Selection:

To study the relationship between CO₂ emissions intensity at the firm level and robot density at the industry level, we rely on three datasets from 1998 to 2009-the China’s Environmental Statistics Database (CESD), the China’s Industrial Enterprise Database (CIED), as well as the International Federation of Robotics (IFR). These three databases provide the necessary data information for our research. More specifically, CIED is from the National Bureau of Statistics of China (NBSC) and includes rich information on all state-owned and above-scale non-state-owned firms’ characteristics, such as name, location, industry, opening year, balance sheet, employees, and so on. It has the advantages of large sample, comprehensive indicators and long time interval. CESD comes from NBSC, considered to be the most comprehensive and reliable environmental industrial firm dataset in China. It covers firms whose emissions of major pollutants accounts for more than 85% of the total emissions of various regions and reports the detailed information, such as firms’ fundamental information (name, legal person code and so on), major pollutant emissions (industrial wastewater, SO₂ and soot), as well as various energy consumption indicators (coal, fuel oil and natural gas and so on). IFR, a unique international association, provides the stock and installation of industrial robots that meet ISO standards in 75 countries or regions in the world from 1993 to 2019, and is classified by industry and use.

Point placement records
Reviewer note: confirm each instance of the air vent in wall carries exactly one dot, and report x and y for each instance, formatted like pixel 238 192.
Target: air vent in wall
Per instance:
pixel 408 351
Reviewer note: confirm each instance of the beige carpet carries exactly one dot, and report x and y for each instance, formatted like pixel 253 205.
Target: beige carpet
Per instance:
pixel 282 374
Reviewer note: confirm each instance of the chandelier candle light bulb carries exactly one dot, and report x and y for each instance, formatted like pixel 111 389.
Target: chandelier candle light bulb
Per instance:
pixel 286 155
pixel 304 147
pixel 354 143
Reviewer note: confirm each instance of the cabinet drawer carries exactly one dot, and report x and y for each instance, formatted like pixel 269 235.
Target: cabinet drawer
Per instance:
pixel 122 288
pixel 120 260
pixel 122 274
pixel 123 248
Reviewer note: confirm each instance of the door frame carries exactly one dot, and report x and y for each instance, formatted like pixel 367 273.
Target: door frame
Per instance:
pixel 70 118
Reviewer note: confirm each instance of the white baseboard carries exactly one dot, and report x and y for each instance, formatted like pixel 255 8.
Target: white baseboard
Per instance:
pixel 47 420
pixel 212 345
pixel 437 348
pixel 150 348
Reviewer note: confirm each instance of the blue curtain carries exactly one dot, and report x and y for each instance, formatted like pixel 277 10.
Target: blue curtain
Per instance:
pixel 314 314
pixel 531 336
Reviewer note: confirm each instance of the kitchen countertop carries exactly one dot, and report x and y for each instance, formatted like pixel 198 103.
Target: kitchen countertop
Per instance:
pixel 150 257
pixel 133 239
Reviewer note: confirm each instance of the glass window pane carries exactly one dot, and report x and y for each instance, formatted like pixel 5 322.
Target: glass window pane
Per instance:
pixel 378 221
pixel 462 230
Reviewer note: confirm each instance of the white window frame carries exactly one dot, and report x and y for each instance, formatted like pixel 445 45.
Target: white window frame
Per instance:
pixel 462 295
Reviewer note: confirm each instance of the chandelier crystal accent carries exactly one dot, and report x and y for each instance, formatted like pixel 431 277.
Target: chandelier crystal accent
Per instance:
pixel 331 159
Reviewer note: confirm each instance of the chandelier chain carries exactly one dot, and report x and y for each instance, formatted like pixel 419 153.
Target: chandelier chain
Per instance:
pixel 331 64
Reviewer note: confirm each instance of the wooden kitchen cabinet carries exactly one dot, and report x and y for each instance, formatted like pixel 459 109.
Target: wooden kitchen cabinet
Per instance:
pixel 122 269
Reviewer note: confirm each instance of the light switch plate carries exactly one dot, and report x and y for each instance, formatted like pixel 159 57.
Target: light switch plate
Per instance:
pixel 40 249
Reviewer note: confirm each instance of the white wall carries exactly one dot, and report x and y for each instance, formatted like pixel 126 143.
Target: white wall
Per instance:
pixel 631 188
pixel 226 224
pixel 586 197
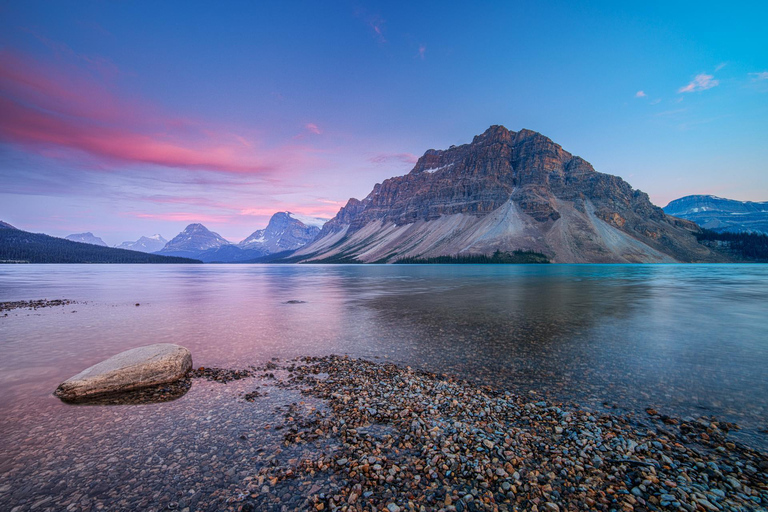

Requests:
**1.** Answer these questions from the passage on the emissions and robot datasets:
(a) Over which years do the three datasets used in the study run?
(b) Which major pollutant emissions does CESD report?
(c) In how many countries or regions does IFR provide robot stock and installation data?
**2.** Resume the passage on the emissions and robot datasets, picking up right after its final sentence.

Responses by task:
**1.**
(a) From 1998 to 2009.
(b) Industrial wastewater, SO₂ and soot.
(c) 75.

**2.**
With regard to the match of these databases, firstly, we merge CIED and CESD, and the details are as follows: (1) Following Brandt et al. (2012) and Wang et al. (2018), we merge these two databases using firm code, firm name, and the firm’s administrative division code for the same year in turn. (2) We then use the firm’s abbreviated name and the province code to merge these two databases. Secondly, through the conversion of different kinds of industry code, we integrate the robot data in IFR with the firms’ data obtained in the first step. We make the following processing: (1) Based on the original robot data from IFR, we extract the robot data of all China’s industries. (2) We merge the robot data of industries in IFR with the two-digit CIC codes industry of the National Economic Industry Classification (see Table 8 in Appendix for the industry conversion details), realizing the integrating of robot data with China’s firms’ data. Finally, based on Feenstra et al. (2014) and Yu (2015), we also carry out a series of cleaning and treatment on the research sample. In detail, we exclude the observation that do not conform to one of the following accounting standards: (1) if the number of a firm’s employees are less than 8; (2) if one of the firm’s following indicators, such as age, real output, real sales, real industrial value added, and the net value of fixed assets are less than or equal to 0. In addition, due to lacking energy consumption data and poor data quality in 2010 and beyond, CO₂ emissions cannot be measured. Therefore, the final sample interval is from 1998 to 2009. Table1 summarizes the descriptive statistics of the main variables in this research.

Table 1 Descriptive statistics

4 Empirical results

In this section, we first present the estimation results of the model as well as the instrumental variable estimation. We then report the mechanism results about firm technological innovation promotion and management efficiency improvement. Finally, we make a set of robustness checks with the baseline model.

4.1 Baseline results

Table 2 reports the results of the effect of automation expressed by the robot density of the manufacturing industry on the CO₂ emissions intensity at the firm level based on model (1). Column (1) do not control any fixed effects and column (2) controls year fixed effects, while column (3) presents the results including year and firm fixed effects. These results indicate that automation decreases CO₂ emissions intensity of firms. The coefficient in column (3) indicates that a 1% increase in the robot density of the manufacturing industry is connected with a 0.018% decrease in firms’ CO₂ emissions intensity.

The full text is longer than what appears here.